## [Short task]
Rewrite the entries below with each "shelf-layout reference" changed to "field survey reference" and everything else left as it is.

## [Items]
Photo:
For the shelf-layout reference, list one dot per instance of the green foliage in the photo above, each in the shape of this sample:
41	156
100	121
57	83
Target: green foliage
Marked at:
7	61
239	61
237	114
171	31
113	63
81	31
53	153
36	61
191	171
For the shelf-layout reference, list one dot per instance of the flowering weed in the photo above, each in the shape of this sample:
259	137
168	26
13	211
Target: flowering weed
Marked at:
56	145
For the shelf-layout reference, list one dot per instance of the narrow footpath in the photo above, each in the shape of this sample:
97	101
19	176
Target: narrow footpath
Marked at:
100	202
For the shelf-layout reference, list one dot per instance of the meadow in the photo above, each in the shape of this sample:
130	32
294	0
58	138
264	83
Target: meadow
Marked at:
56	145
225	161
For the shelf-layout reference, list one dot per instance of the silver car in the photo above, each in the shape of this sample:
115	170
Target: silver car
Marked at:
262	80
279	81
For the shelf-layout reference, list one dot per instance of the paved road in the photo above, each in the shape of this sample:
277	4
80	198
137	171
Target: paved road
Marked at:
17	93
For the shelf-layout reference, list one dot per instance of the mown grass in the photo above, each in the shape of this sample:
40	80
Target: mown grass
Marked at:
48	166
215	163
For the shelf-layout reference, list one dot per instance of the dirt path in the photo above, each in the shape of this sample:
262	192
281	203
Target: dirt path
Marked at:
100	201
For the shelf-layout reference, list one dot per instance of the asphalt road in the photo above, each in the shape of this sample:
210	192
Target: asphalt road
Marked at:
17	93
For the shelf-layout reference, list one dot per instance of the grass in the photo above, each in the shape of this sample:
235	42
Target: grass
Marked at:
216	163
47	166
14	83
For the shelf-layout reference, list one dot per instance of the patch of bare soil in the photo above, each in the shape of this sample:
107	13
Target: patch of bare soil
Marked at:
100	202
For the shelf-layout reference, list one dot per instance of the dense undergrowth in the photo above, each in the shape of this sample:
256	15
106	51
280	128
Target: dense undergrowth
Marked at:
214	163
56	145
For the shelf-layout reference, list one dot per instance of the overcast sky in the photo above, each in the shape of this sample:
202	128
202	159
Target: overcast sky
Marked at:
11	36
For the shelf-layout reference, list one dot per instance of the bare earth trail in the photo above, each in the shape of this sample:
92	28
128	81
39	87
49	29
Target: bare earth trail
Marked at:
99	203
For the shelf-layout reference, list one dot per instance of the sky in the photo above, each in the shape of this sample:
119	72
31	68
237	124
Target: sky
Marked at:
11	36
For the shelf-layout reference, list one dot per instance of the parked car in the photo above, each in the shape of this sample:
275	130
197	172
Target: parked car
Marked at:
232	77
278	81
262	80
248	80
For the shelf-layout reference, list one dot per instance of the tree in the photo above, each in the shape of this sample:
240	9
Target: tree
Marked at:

## [Worked solution]
Photo:
For the field survey reference, list one dot per instance of the green foliage in the photo above, each in the shape of this sample:
41	156
100	121
57	83
Target: green foliage
Marked at:
7	61
239	61
237	114
171	31
113	63
81	31
53	153
36	61
191	171
For the field survey reference, list one dot per instance of the flowering weed in the photo above, each in the shape of this sample:
259	137
168	26
13	211
Target: flowering weed
Marked at:
56	145
For the field survey reference, list one dot per instance of the narrow footpath in the photo above, each in the shape of this sample:
97	101
19	176
Target: narrow footpath
Marked at:
100	202
For the field survey reference, list one dot per instance of the meadow in the photo above, each in the shape of this sample:
130	32
294	0
58	138
264	83
Target: meadow
Marked at:
56	145
225	161
For the field survey reference, list one dot per instance of the silver car in the photo above, each in the shape of this sample:
115	170
Target: silver car
Marked at:
262	80
279	81
For the field survey reference, list one dot per instance of the paved road in the photo above, each in the shape of this sample:
277	4
80	198
137	171
Target: paved road
Marked at:
17	93
For the field survey reference, list one dot per instance of the mown grass in the photo above, each in the shape of this sample:
40	80
Target: mown grass
Marked at:
48	166
215	163
For the field survey reference, list one dot per instance of the dirt path in the photo above, each in the shape of this sample:
262	192
281	203
Target: dirt path
Marked at:
100	201
For the field survey reference, list one dot per instance of the asphalt road in the photo above, each in the shape of this sample:
210	192
Target: asphalt road
Marked at:
17	93
For the field survey reference, list one dot per instance of the grass in the photo above, each in the shape of this sample:
235	42
Target: grass
Marked at:
216	163
47	166
14	83
For the field survey reference, list one dot per instance of the patch of bare soil in the photo above, each in the shape of this sample:
107	13
Target: patch of bare soil
Marked at:
100	202
For the field survey reference, list one dot per instance of the dense undergrowth in the photo above, each in the shape of this sample:
256	15
106	51
280	128
Target: dense undergrowth
Marked at:
214	163
56	145
For the field survey reference, list one dot per instance of the overcast sky in the photo above, each in the shape of this sample:
202	128
202	159
Target: overcast sky
Marked at:
11	36
For the field survey reference, list one dot per instance of the bare earth trail in the photo above, each in the shape of this sample:
92	28
128	81
39	87
49	29
Target: bare earth trail
Marked at:
99	203
For the field survey reference, list one dot per instance of the sky in the photo above, each in the shape of this sample:
119	72
31	68
237	124
Target: sky
Marked at:
11	36
For the field survey reference, list one dot per instance of the parked car in the photo above, each in the shape of this sample:
275	130
197	172
Target: parked car
Marked at:
232	77
278	81
262	80
248	80
For the field survey reference, list one dot per instance of the tree in the photo above, each in the shape of this sample:
240	9
Target: tree
Marked at:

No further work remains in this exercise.